═══ Excerpted records ═══
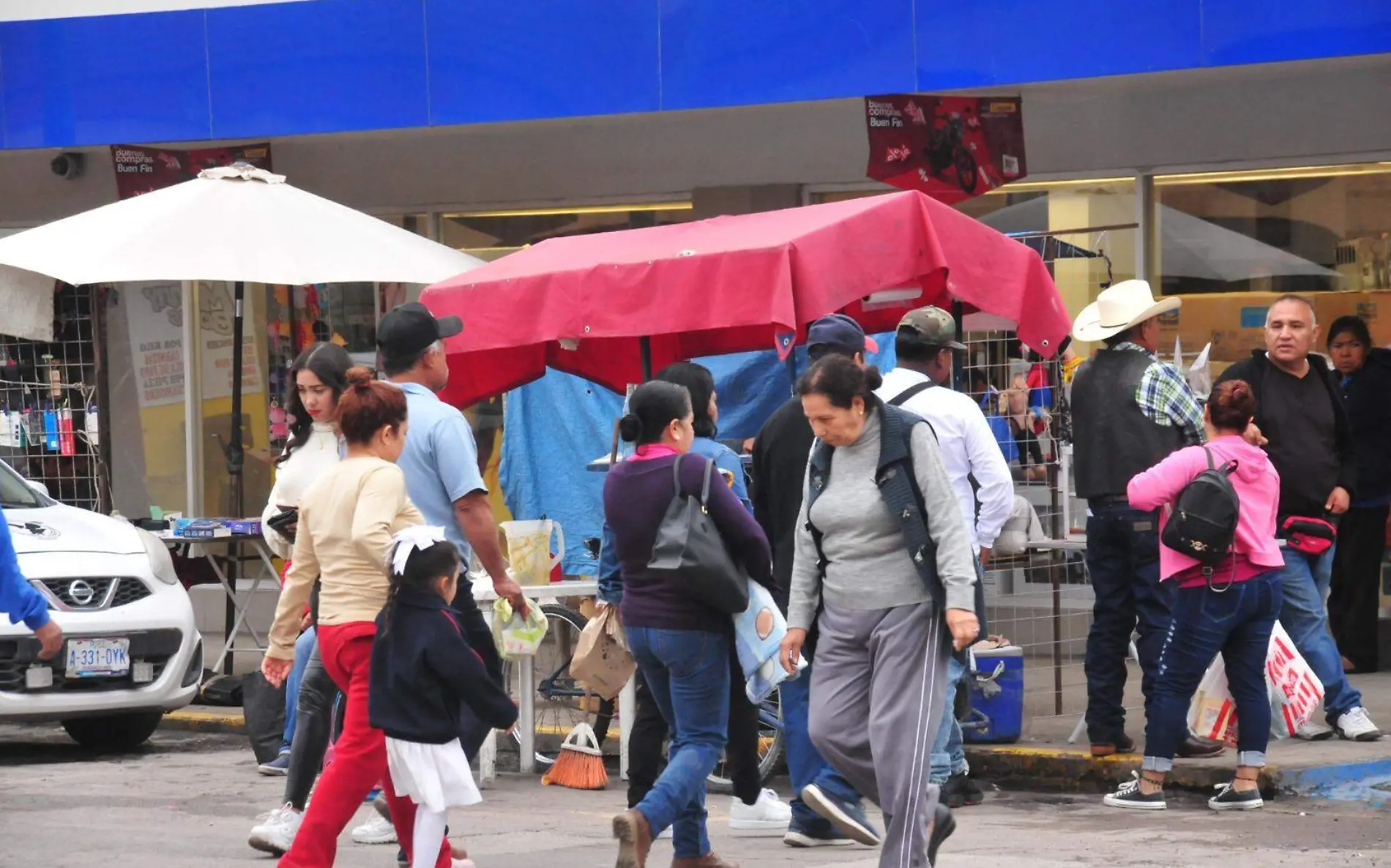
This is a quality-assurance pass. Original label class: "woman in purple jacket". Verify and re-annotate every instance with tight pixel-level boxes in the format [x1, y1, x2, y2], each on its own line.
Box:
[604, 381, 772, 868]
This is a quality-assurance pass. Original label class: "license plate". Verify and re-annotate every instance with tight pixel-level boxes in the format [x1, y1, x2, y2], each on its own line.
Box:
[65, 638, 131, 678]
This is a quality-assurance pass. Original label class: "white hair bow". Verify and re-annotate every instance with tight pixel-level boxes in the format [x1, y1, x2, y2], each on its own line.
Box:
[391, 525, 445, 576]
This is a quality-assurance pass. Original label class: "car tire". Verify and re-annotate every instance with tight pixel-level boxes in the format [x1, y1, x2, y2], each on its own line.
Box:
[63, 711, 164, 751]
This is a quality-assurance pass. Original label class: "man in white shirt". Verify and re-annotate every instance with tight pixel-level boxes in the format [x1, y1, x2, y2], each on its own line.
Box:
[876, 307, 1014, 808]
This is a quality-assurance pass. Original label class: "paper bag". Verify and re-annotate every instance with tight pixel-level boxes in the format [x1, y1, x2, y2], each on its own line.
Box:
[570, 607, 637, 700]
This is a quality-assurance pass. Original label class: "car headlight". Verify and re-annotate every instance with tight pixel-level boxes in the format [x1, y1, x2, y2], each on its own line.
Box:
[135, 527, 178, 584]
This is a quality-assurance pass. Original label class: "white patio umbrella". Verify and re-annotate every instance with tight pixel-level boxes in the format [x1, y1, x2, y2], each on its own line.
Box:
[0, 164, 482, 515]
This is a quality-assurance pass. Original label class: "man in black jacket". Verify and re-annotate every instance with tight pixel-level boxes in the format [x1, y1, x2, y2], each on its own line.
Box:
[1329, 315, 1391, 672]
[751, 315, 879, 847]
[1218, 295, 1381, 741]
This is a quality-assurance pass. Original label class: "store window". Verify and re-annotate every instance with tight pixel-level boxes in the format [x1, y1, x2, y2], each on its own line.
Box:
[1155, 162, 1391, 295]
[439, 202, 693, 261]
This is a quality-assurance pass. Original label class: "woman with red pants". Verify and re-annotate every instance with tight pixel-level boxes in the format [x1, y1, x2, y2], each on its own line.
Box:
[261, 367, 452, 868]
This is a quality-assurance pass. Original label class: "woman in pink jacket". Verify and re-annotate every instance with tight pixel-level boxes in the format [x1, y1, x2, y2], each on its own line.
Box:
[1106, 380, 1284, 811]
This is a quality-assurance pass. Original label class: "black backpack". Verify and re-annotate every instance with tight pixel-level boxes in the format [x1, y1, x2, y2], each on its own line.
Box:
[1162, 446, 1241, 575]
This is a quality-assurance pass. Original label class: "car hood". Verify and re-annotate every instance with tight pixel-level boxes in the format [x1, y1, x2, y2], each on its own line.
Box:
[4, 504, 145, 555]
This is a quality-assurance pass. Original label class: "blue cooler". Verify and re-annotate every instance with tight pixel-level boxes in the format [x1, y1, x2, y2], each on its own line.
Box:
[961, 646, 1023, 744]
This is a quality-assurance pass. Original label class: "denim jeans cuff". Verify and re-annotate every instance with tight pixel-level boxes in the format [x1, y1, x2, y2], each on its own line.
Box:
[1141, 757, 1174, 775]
═══
- Task details
Give every line of the rows above as a JSON list of strings, one string per line, skipping blank lines and leaving out the pictures.

- Output below
[
  "This is a quality-assurance pass. Original label class: \"woman in purple jacket\". Verify and re-annotate every instance with tight pixel-level boxes in the format [x1, y1, x2, y2], each on its own line.",
  "Box:",
  "[604, 381, 772, 868]",
  "This is a quality-assurance pass. Original label class: \"license plate\". Verify and re-annotate every instance with tight pixel-level boxes in the format [x1, y1, x2, y2], each on its own line.",
  "Box:",
  "[65, 638, 131, 678]",
  "This is a quality-assurance pass. Original label class: \"white hair bow\". Verify and re-annotate every instance with tight pixel-level boxes in the format [x1, y1, x2, y2], each on its own line.",
  "Box:",
  "[391, 525, 445, 576]",
  "This is a quality-assurance pass. Original label class: \"car tire\". Verify and re-annotate every instance with tight pixel-level boxes in the format [x1, y1, x2, y2], each on its own line.",
  "Box:",
  "[63, 711, 164, 751]",
  "This is a quality-assurance pass. Original label class: \"man in white shirt\". Verify and re-annotate every instance with tight pixel-level boxes in the format [x1, y1, x2, y2], each on its own line.",
  "Box:",
  "[876, 307, 1014, 808]",
  "This is a quality-assurance pass. Original label class: \"paper bag\". Verify and re-annotate every instance with tight pixel-level boxes in the format [x1, y1, x2, y2], each on its own line.",
  "Box:",
  "[570, 607, 637, 700]",
  "This is a quality-assurance pass. Original label class: \"car headlight\". Verify and re-annotate every instance with tight pixel-level boxes in the format [x1, y1, x2, y2], each on its own line.",
  "Box:",
  "[135, 527, 178, 584]",
  "This is a quality-assurance pass. Original label class: \"white patio umbrella\". Verify and re-annotate every instance with tight pixel-level boxes in the format [x1, y1, x2, y2], each on its own line.",
  "Box:",
  "[0, 164, 482, 515]",
  "This is a quality-assurance pass. Original label class: \"man in black jacket\". Verify and re-annotate every instance with tight pixel-level boxes in the format [x1, y1, x2, y2], each on its own line.",
  "Box:",
  "[1329, 315, 1391, 672]",
  "[751, 315, 879, 847]",
  "[1218, 295, 1381, 741]",
  "This is a quality-assurance pass. Original label class: \"store window\". Verify and re-annotate every instance with tight pixel-level boxes in the format [x1, y1, x2, y2], each on its own line.",
  "Box:",
  "[1155, 162, 1391, 295]",
  "[439, 202, 693, 261]",
  "This is a quality-assurance pass. Original label class: \"woman with red pants\". Verify and re-annotate every instance with tight pixel-level boxes in the format [x1, y1, x2, y2], each on its own line.",
  "Box:",
  "[261, 367, 452, 868]",
  "This is a quality-assurance pass. Original label class: \"woman in pink jacket\". Verify and re-annotate every instance with tight pixel-level boxes in the format [x1, y1, x2, y2], each on its own line.",
  "Box:",
  "[1106, 380, 1284, 811]",
  "This is a quality-assurance pass. Original label class: \"black backpack\". Verify and re-annotate every instance with tight pixel-level boxes in the format [x1, y1, x2, y2], each on its own line.",
  "Box:",
  "[1162, 446, 1241, 575]",
  "This is a quality-assurance pass. Original label class: \"car hood\". Verify and re-annotate every instance with tight pixel-level boxes in the format [x1, y1, x2, y2], each on its own line.",
  "Box:",
  "[4, 504, 145, 555]",
  "This is a quality-assurance pass. Original label class: \"blue cooler\". Verify and re-annotate every instance with tight pixel-level boxes in the format [x1, y1, x2, y2], each on its own line.",
  "Box:",
  "[961, 646, 1023, 744]",
  "This is a quality-assurance pass. Original label class: \"denim jeans cuff\". Verify and re-annotate every instance with tight pixel-level boxes in the format [x1, y1, x2, y2], each on its own line.",
  "Box:",
  "[1141, 757, 1174, 775]"
]